TASK TO COMPLETE
Identify each line below containing the string "black" and copy it.

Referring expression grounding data
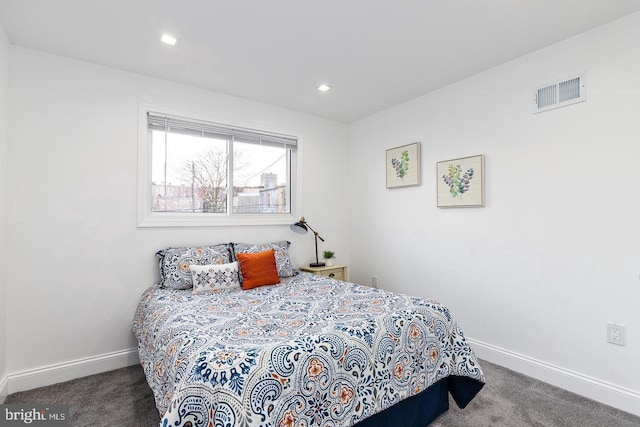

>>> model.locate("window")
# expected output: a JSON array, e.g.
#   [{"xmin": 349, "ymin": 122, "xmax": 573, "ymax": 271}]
[{"xmin": 137, "ymin": 106, "xmax": 298, "ymax": 227}]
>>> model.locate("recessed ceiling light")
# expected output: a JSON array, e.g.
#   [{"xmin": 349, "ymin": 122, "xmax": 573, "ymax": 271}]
[
  {"xmin": 161, "ymin": 34, "xmax": 177, "ymax": 46},
  {"xmin": 317, "ymin": 84, "xmax": 332, "ymax": 92}
]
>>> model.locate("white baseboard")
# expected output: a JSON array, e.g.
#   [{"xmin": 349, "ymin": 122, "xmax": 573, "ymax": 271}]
[
  {"xmin": 7, "ymin": 348, "xmax": 139, "ymax": 395},
  {"xmin": 468, "ymin": 337, "xmax": 640, "ymax": 417},
  {"xmin": 0, "ymin": 373, "xmax": 8, "ymax": 403}
]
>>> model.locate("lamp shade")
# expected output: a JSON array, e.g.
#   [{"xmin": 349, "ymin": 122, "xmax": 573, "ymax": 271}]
[{"xmin": 290, "ymin": 221, "xmax": 308, "ymax": 234}]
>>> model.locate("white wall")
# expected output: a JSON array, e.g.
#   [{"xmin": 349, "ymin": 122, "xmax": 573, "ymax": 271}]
[
  {"xmin": 6, "ymin": 47, "xmax": 349, "ymax": 384},
  {"xmin": 348, "ymin": 12, "xmax": 640, "ymax": 414},
  {"xmin": 0, "ymin": 23, "xmax": 9, "ymax": 402}
]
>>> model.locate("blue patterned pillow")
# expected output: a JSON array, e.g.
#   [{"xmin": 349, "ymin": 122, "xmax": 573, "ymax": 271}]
[
  {"xmin": 156, "ymin": 244, "xmax": 232, "ymax": 290},
  {"xmin": 232, "ymin": 241, "xmax": 296, "ymax": 278},
  {"xmin": 189, "ymin": 262, "xmax": 241, "ymax": 294}
]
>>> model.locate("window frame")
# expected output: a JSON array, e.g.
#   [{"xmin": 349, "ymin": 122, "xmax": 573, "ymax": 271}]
[{"xmin": 137, "ymin": 104, "xmax": 301, "ymax": 227}]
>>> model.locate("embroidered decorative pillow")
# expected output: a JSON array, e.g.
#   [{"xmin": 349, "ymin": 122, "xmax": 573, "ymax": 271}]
[
  {"xmin": 189, "ymin": 262, "xmax": 241, "ymax": 294},
  {"xmin": 236, "ymin": 249, "xmax": 281, "ymax": 290},
  {"xmin": 232, "ymin": 241, "xmax": 295, "ymax": 278},
  {"xmin": 156, "ymin": 244, "xmax": 232, "ymax": 290}
]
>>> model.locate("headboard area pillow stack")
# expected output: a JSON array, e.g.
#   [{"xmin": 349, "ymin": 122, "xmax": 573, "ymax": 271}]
[
  {"xmin": 155, "ymin": 241, "xmax": 295, "ymax": 293},
  {"xmin": 156, "ymin": 244, "xmax": 233, "ymax": 290},
  {"xmin": 231, "ymin": 241, "xmax": 295, "ymax": 278}
]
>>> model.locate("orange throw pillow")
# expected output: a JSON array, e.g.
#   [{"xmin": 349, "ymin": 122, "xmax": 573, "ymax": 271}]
[{"xmin": 236, "ymin": 249, "xmax": 281, "ymax": 290}]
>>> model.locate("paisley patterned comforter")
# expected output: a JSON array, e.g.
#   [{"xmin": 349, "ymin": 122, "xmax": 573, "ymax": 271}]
[{"xmin": 133, "ymin": 273, "xmax": 484, "ymax": 427}]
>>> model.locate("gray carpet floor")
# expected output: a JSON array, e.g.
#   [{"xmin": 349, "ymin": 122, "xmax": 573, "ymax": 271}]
[{"xmin": 4, "ymin": 359, "xmax": 639, "ymax": 426}]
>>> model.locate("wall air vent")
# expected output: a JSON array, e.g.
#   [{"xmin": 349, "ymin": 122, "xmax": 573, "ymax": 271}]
[{"xmin": 533, "ymin": 72, "xmax": 586, "ymax": 113}]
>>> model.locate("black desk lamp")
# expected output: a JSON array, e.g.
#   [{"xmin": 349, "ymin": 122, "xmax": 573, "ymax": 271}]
[{"xmin": 290, "ymin": 216, "xmax": 325, "ymax": 267}]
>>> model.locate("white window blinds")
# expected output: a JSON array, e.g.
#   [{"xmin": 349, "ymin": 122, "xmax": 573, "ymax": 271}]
[{"xmin": 147, "ymin": 112, "xmax": 297, "ymax": 149}]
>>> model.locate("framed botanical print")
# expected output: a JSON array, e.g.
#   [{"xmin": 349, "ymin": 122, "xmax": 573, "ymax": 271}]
[
  {"xmin": 437, "ymin": 154, "xmax": 485, "ymax": 207},
  {"xmin": 386, "ymin": 142, "xmax": 421, "ymax": 188}
]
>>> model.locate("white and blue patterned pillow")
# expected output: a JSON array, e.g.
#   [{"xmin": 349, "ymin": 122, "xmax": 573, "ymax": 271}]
[
  {"xmin": 189, "ymin": 262, "xmax": 241, "ymax": 294},
  {"xmin": 232, "ymin": 241, "xmax": 296, "ymax": 278},
  {"xmin": 156, "ymin": 244, "xmax": 233, "ymax": 290}
]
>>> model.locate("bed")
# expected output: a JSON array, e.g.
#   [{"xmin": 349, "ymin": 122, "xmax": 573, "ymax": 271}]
[{"xmin": 132, "ymin": 243, "xmax": 484, "ymax": 426}]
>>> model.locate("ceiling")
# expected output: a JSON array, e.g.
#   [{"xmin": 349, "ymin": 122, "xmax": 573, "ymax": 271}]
[{"xmin": 1, "ymin": 1, "xmax": 640, "ymax": 123}]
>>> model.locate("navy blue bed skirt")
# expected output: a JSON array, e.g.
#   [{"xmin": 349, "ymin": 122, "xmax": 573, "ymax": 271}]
[{"xmin": 356, "ymin": 375, "xmax": 484, "ymax": 427}]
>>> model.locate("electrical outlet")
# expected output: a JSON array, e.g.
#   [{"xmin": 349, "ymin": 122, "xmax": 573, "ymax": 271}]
[
  {"xmin": 607, "ymin": 322, "xmax": 626, "ymax": 346},
  {"xmin": 371, "ymin": 276, "xmax": 378, "ymax": 288}
]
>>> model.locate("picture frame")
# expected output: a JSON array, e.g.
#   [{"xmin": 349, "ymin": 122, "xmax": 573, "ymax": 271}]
[
  {"xmin": 436, "ymin": 154, "xmax": 485, "ymax": 208},
  {"xmin": 386, "ymin": 142, "xmax": 421, "ymax": 188}
]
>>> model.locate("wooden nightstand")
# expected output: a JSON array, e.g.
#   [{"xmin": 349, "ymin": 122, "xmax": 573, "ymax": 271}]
[{"xmin": 299, "ymin": 264, "xmax": 348, "ymax": 281}]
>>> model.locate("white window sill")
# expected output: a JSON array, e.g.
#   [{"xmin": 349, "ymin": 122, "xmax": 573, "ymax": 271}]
[{"xmin": 137, "ymin": 212, "xmax": 299, "ymax": 228}]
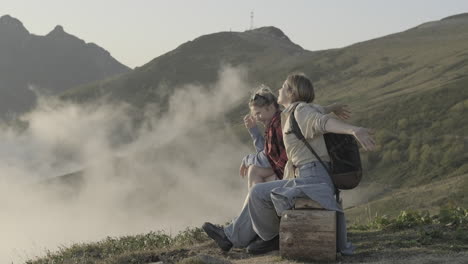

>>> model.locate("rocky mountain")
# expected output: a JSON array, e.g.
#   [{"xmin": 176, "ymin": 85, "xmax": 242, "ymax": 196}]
[{"xmin": 0, "ymin": 15, "xmax": 130, "ymax": 117}]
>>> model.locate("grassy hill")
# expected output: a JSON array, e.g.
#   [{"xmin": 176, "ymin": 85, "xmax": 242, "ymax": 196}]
[
  {"xmin": 25, "ymin": 13, "xmax": 468, "ymax": 264},
  {"xmin": 60, "ymin": 14, "xmax": 468, "ymax": 211},
  {"xmin": 25, "ymin": 206, "xmax": 468, "ymax": 263}
]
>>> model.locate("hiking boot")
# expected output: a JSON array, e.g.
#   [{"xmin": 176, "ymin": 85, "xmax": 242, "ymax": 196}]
[
  {"xmin": 202, "ymin": 222, "xmax": 233, "ymax": 252},
  {"xmin": 246, "ymin": 235, "xmax": 279, "ymax": 255}
]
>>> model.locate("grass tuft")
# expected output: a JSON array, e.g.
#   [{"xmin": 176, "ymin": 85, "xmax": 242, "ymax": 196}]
[{"xmin": 26, "ymin": 227, "xmax": 208, "ymax": 264}]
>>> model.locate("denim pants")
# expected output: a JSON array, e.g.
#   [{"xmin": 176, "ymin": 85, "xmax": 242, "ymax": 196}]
[{"xmin": 224, "ymin": 161, "xmax": 354, "ymax": 255}]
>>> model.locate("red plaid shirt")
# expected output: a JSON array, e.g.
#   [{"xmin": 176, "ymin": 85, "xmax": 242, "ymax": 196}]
[{"xmin": 264, "ymin": 111, "xmax": 288, "ymax": 179}]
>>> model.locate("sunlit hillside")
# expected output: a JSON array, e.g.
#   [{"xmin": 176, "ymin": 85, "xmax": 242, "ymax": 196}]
[{"xmin": 61, "ymin": 14, "xmax": 468, "ymax": 216}]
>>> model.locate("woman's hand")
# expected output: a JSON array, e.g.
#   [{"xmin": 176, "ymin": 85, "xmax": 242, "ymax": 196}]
[
  {"xmin": 352, "ymin": 127, "xmax": 376, "ymax": 151},
  {"xmin": 244, "ymin": 114, "xmax": 257, "ymax": 129},
  {"xmin": 239, "ymin": 162, "xmax": 249, "ymax": 178},
  {"xmin": 330, "ymin": 103, "xmax": 351, "ymax": 120}
]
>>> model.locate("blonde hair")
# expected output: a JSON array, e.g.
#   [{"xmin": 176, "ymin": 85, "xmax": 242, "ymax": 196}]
[
  {"xmin": 248, "ymin": 84, "xmax": 279, "ymax": 109},
  {"xmin": 285, "ymin": 73, "xmax": 315, "ymax": 103}
]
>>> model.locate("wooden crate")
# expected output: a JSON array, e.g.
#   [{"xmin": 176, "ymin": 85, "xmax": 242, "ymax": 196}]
[
  {"xmin": 279, "ymin": 209, "xmax": 336, "ymax": 262},
  {"xmin": 294, "ymin": 197, "xmax": 323, "ymax": 209}
]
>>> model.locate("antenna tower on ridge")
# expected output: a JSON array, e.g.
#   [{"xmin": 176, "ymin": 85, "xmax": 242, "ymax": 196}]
[{"xmin": 250, "ymin": 11, "xmax": 254, "ymax": 30}]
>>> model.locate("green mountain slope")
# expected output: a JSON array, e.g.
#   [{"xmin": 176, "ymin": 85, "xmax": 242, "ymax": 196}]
[
  {"xmin": 62, "ymin": 14, "xmax": 467, "ymax": 196},
  {"xmin": 310, "ymin": 13, "xmax": 468, "ymax": 107}
]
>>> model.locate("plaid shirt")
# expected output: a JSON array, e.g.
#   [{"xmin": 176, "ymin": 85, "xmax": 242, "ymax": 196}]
[{"xmin": 264, "ymin": 111, "xmax": 288, "ymax": 179}]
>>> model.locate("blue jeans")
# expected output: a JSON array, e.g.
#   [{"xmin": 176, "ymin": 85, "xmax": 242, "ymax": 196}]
[{"xmin": 224, "ymin": 161, "xmax": 354, "ymax": 255}]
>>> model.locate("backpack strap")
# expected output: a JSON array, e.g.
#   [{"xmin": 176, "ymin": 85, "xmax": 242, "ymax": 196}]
[
  {"xmin": 286, "ymin": 103, "xmax": 340, "ymax": 200},
  {"xmin": 286, "ymin": 103, "xmax": 332, "ymax": 175}
]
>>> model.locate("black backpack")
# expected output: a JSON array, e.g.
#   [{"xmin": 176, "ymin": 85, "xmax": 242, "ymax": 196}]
[{"xmin": 286, "ymin": 104, "xmax": 363, "ymax": 190}]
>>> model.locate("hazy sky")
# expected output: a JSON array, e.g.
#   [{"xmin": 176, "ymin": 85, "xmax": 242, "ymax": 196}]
[{"xmin": 3, "ymin": 0, "xmax": 468, "ymax": 68}]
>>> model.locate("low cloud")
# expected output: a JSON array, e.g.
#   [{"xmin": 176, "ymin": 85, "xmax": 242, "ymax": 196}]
[{"xmin": 1, "ymin": 66, "xmax": 253, "ymax": 262}]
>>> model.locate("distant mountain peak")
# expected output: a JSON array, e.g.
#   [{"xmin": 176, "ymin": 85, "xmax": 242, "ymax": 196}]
[
  {"xmin": 248, "ymin": 26, "xmax": 291, "ymax": 40},
  {"xmin": 0, "ymin": 14, "xmax": 23, "ymax": 26},
  {"xmin": 0, "ymin": 15, "xmax": 130, "ymax": 116},
  {"xmin": 47, "ymin": 25, "xmax": 67, "ymax": 37},
  {"xmin": 52, "ymin": 25, "xmax": 65, "ymax": 33},
  {"xmin": 242, "ymin": 26, "xmax": 302, "ymax": 51},
  {"xmin": 0, "ymin": 14, "xmax": 29, "ymax": 34}
]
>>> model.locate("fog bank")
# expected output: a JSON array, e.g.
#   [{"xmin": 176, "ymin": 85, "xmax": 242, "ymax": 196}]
[{"xmin": 0, "ymin": 67, "xmax": 253, "ymax": 262}]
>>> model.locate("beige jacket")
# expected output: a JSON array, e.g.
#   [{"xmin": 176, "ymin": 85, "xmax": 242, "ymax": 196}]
[{"xmin": 281, "ymin": 102, "xmax": 331, "ymax": 179}]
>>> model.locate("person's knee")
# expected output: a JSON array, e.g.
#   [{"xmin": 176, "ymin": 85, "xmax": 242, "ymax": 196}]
[
  {"xmin": 249, "ymin": 183, "xmax": 270, "ymax": 201},
  {"xmin": 249, "ymin": 183, "xmax": 261, "ymax": 198},
  {"xmin": 249, "ymin": 165, "xmax": 273, "ymax": 178},
  {"xmin": 248, "ymin": 165, "xmax": 260, "ymax": 176},
  {"xmin": 248, "ymin": 169, "xmax": 263, "ymax": 186},
  {"xmin": 263, "ymin": 174, "xmax": 277, "ymax": 182},
  {"xmin": 247, "ymin": 168, "xmax": 258, "ymax": 180}
]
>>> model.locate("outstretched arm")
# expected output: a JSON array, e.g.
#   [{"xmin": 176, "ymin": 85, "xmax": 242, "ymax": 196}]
[
  {"xmin": 324, "ymin": 118, "xmax": 376, "ymax": 151},
  {"xmin": 323, "ymin": 103, "xmax": 351, "ymax": 120},
  {"xmin": 296, "ymin": 104, "xmax": 375, "ymax": 151}
]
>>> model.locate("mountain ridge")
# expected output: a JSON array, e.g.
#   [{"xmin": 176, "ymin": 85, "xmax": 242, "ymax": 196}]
[
  {"xmin": 0, "ymin": 14, "xmax": 131, "ymax": 117},
  {"xmin": 62, "ymin": 12, "xmax": 468, "ymax": 108}
]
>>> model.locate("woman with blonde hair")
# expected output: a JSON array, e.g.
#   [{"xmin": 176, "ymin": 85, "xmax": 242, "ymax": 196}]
[{"xmin": 203, "ymin": 74, "xmax": 375, "ymax": 255}]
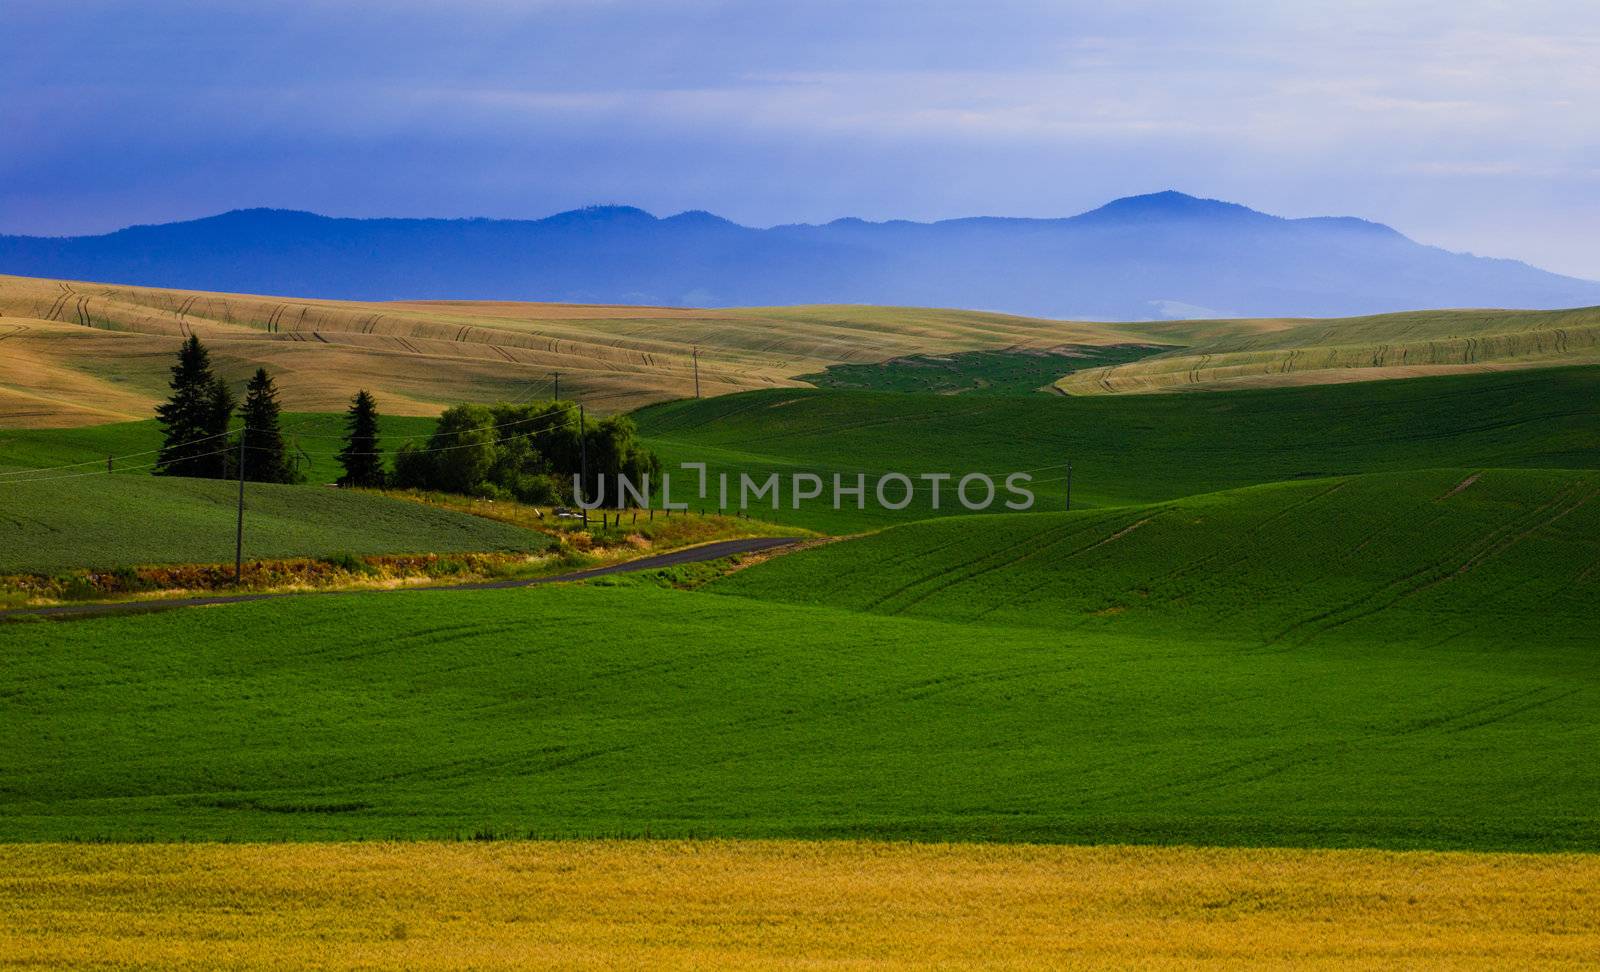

SOLUTION FOR THIS TASK
>>> model.locate("black desk lamp")
>>> model.locate("black backpack")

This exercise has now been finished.